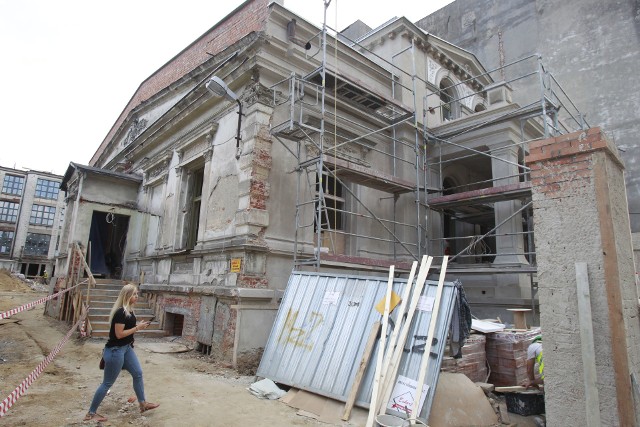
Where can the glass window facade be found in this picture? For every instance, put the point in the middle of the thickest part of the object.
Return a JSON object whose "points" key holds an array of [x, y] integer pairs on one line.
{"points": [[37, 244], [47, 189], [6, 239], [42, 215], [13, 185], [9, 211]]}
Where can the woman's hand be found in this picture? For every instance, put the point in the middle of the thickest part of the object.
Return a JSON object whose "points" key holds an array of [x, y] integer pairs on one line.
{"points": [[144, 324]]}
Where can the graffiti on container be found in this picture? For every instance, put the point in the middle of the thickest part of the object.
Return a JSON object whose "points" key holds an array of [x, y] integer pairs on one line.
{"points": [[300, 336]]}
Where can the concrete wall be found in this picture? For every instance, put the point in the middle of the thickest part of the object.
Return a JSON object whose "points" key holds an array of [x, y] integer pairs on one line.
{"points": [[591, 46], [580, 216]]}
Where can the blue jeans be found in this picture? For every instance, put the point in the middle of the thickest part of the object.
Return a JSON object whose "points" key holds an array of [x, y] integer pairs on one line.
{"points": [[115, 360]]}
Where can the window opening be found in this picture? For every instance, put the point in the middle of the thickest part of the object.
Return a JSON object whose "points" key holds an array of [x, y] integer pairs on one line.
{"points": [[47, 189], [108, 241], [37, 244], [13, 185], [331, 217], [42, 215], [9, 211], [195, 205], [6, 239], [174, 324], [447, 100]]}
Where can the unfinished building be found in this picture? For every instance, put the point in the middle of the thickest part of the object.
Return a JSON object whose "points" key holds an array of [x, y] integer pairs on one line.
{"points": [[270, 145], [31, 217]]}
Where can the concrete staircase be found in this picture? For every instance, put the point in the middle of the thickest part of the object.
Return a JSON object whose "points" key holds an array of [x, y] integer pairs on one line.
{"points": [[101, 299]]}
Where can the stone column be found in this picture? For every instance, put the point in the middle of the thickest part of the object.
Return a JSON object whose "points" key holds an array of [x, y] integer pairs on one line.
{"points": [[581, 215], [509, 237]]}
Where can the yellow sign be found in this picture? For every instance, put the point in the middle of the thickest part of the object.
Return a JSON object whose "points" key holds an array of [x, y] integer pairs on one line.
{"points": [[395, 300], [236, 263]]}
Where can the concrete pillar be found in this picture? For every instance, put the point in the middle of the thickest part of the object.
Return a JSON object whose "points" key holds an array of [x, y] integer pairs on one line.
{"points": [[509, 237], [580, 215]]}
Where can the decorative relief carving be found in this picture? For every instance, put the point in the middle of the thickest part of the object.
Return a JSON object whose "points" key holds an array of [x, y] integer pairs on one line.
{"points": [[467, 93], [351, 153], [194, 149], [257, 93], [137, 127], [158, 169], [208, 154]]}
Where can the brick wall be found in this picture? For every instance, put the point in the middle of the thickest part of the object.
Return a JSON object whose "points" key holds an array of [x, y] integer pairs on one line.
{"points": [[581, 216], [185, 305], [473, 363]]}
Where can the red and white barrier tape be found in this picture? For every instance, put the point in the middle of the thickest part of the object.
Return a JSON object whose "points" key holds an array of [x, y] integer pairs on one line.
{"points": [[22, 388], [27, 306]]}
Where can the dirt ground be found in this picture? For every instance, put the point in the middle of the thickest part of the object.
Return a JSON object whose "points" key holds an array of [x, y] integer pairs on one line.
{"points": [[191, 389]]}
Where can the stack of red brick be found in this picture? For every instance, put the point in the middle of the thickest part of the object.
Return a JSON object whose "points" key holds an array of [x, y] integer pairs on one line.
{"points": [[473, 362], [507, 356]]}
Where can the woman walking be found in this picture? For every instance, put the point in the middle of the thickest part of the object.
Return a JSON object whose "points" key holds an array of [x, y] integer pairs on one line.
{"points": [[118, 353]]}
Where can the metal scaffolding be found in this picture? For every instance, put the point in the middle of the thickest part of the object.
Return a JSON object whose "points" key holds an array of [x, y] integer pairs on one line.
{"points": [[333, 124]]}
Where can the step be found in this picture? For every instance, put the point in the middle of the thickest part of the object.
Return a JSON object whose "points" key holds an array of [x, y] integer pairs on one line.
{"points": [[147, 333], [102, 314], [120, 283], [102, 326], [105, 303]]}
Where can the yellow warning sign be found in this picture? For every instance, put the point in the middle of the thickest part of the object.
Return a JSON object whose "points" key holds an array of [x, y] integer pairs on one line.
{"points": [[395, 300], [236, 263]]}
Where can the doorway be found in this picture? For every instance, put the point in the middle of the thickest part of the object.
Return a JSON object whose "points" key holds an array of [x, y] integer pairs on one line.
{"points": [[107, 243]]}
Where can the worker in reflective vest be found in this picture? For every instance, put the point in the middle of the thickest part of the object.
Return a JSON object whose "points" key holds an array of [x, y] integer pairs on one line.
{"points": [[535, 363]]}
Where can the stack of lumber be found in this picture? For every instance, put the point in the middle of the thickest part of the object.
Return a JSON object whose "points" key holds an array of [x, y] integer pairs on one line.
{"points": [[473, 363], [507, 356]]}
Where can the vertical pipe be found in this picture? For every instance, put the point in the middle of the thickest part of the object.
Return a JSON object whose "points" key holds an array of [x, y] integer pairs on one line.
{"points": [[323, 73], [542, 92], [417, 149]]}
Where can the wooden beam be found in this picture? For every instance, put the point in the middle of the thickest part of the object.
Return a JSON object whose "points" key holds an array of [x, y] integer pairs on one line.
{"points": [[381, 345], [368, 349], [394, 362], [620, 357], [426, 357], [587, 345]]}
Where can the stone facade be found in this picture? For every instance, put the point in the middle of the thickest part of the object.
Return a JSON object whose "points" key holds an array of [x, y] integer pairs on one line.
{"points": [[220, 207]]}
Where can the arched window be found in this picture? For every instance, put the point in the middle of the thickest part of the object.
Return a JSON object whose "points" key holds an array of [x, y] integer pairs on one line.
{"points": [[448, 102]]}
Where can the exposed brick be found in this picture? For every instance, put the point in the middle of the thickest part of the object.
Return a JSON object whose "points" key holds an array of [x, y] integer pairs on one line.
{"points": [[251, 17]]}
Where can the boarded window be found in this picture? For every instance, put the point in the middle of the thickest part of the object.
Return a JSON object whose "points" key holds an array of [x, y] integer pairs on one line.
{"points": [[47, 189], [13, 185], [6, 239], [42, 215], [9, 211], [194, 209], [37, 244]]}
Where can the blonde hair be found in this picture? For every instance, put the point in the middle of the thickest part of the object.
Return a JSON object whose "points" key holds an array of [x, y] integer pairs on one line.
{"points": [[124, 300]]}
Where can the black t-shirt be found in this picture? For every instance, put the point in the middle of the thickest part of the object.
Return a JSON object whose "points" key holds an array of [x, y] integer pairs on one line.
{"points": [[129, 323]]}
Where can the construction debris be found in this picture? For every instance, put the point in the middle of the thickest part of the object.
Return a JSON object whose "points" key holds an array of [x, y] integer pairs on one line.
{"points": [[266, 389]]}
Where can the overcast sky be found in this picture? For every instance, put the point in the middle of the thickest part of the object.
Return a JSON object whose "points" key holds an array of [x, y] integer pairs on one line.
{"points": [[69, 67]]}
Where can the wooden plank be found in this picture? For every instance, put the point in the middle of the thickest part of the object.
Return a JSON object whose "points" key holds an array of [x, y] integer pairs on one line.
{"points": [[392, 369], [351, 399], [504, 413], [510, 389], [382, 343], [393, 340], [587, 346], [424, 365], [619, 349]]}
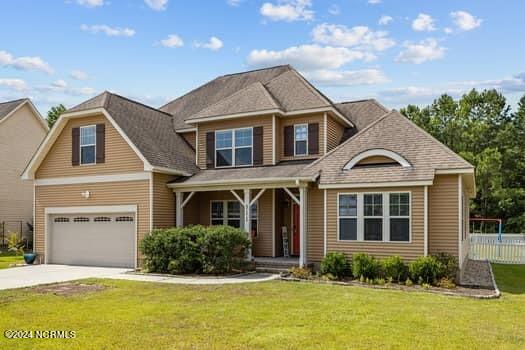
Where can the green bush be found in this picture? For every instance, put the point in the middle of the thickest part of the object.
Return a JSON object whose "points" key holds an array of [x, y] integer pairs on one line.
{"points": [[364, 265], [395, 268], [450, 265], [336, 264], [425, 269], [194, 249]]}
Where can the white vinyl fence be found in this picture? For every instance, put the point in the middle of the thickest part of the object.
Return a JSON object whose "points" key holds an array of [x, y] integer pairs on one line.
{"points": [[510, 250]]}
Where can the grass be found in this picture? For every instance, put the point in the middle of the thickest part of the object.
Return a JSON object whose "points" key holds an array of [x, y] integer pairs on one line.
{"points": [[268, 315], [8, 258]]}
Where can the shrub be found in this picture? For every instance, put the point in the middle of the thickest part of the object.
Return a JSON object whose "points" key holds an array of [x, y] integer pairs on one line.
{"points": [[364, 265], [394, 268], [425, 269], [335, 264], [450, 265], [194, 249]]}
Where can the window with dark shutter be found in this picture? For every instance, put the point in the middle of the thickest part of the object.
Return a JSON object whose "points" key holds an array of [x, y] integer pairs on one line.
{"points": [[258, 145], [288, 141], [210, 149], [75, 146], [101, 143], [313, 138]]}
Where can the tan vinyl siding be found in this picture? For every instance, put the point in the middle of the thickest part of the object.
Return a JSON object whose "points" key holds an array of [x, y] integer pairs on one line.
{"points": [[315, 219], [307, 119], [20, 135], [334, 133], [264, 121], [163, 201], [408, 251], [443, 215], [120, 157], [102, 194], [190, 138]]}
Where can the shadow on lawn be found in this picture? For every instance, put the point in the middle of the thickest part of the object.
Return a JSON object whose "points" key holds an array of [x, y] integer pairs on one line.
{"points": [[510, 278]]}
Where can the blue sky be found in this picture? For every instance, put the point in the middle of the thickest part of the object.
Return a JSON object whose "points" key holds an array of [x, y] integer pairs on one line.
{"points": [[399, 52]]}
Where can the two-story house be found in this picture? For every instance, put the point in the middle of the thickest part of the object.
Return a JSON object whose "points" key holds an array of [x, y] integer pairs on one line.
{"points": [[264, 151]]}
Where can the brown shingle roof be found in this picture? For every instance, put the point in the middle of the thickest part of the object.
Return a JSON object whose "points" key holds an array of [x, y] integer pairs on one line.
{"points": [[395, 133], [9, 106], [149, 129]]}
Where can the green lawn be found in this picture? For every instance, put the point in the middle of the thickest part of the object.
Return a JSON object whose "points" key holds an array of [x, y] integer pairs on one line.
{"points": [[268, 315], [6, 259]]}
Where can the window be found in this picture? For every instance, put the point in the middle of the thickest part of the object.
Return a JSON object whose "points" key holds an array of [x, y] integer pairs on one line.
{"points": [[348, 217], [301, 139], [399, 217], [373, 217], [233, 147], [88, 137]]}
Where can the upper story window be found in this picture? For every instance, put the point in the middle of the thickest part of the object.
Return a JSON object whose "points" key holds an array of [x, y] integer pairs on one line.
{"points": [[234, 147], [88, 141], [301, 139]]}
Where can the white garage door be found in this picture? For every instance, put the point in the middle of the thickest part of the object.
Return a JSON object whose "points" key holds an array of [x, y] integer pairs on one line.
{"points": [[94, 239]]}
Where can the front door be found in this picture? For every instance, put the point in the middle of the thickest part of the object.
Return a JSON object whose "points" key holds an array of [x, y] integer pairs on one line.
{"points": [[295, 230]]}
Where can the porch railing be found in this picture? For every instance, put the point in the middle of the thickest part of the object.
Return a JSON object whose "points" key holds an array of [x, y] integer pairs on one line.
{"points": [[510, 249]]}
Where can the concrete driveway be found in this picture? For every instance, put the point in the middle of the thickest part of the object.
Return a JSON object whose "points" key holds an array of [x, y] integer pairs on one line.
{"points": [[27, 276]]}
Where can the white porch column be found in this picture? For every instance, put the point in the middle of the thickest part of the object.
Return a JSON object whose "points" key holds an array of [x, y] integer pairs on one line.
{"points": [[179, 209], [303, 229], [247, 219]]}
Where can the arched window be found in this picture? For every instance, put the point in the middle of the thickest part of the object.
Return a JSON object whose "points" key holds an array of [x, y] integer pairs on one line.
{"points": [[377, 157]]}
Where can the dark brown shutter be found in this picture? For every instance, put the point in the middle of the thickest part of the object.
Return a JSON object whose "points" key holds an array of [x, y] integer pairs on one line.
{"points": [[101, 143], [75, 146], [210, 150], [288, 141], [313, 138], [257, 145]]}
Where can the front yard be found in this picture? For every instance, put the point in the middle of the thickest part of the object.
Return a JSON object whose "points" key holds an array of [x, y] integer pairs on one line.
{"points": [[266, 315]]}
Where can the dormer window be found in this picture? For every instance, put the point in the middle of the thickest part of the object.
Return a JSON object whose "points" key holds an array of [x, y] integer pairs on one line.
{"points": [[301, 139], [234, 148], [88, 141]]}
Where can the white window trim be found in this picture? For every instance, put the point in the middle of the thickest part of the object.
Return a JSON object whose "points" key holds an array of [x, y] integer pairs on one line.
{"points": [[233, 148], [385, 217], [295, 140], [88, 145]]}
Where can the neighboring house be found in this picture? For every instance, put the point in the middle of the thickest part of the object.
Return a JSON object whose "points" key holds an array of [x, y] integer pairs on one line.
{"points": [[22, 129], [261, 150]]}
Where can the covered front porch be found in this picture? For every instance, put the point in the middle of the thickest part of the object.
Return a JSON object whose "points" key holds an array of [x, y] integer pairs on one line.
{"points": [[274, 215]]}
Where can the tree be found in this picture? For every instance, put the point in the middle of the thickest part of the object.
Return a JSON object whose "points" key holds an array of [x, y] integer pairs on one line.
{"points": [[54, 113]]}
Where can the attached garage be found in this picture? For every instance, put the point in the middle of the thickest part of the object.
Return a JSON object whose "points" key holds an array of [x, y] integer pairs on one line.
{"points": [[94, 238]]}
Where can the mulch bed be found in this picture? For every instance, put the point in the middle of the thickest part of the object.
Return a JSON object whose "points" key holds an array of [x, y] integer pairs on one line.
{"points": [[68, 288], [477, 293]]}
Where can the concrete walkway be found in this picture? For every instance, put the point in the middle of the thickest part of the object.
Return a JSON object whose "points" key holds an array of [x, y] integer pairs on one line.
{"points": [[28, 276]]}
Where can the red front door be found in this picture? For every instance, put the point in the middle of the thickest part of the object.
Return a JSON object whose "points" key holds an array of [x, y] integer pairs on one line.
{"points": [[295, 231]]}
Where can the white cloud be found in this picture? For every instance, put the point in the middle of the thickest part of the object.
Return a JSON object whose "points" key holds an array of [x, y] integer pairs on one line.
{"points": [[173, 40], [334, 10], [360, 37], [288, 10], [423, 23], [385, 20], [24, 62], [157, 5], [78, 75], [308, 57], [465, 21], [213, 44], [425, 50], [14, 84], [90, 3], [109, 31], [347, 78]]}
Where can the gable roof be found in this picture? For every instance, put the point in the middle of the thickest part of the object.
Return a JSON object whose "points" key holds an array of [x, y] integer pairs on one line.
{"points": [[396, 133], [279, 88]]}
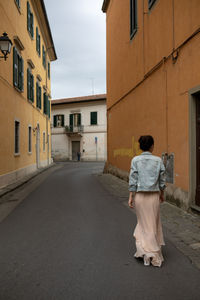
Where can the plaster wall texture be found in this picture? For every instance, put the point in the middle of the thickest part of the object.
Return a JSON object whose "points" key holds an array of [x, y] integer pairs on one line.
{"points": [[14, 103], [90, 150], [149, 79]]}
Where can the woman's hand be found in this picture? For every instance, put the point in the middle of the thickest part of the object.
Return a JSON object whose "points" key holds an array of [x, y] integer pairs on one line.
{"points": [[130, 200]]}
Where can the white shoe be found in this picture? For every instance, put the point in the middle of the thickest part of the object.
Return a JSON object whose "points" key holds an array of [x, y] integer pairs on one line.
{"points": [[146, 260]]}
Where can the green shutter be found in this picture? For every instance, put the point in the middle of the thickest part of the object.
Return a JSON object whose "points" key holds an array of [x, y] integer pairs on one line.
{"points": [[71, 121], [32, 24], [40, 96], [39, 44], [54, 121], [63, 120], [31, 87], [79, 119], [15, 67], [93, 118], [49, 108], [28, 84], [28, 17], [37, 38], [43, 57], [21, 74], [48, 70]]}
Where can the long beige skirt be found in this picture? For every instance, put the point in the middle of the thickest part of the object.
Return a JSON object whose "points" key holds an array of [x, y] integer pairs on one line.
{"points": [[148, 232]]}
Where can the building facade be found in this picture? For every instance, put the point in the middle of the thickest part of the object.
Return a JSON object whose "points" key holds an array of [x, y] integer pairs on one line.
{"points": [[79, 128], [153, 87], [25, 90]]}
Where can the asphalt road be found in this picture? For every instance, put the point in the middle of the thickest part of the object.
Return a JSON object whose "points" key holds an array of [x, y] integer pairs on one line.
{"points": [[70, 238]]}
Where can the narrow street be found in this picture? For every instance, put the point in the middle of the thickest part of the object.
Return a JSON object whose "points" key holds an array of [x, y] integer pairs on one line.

TASK BRIEF: In the listing above, find the line with "Where can the doorway" and the line with "Where can the wooden beam", then print exactly those two lines and every line between them, and nothing more.

SOLUTION FOR THIS PROBLEM:
Where can the doorway be found in this picture? For every instance, put the point in the middle of the thickest part of the object.
Return a JSON object whose "points" key holds an array of [x, y] integer pairs on one line.
{"points": [[107, 243]]}
Where can the worker in reflective vest be found in this picture? For every instance, put the point in the middle of the thickest part of the object.
Return a JSON object whose "points" key holds an array of [x, y] integer pairs on one line.
{"points": [[535, 363]]}
Where can the stack of lumber be found in this picture? For every instance, put the point in the middle of the thickest part of the object.
Return a JSON object whose "points" key holds an array of [x, y] integer pairs on one line.
{"points": [[473, 363], [507, 356]]}
Where can the vertical pipe be found in this picture? For every instance, put the point in the middle of the thickest part of the object.
Return a JSON object whose "points" key holds an array of [x, y] integer pairs on one line.
{"points": [[323, 73], [542, 92], [417, 149]]}
Where can the wooden beam be found in this picture? For every instance, put the point in the middle of the thickest part of the object.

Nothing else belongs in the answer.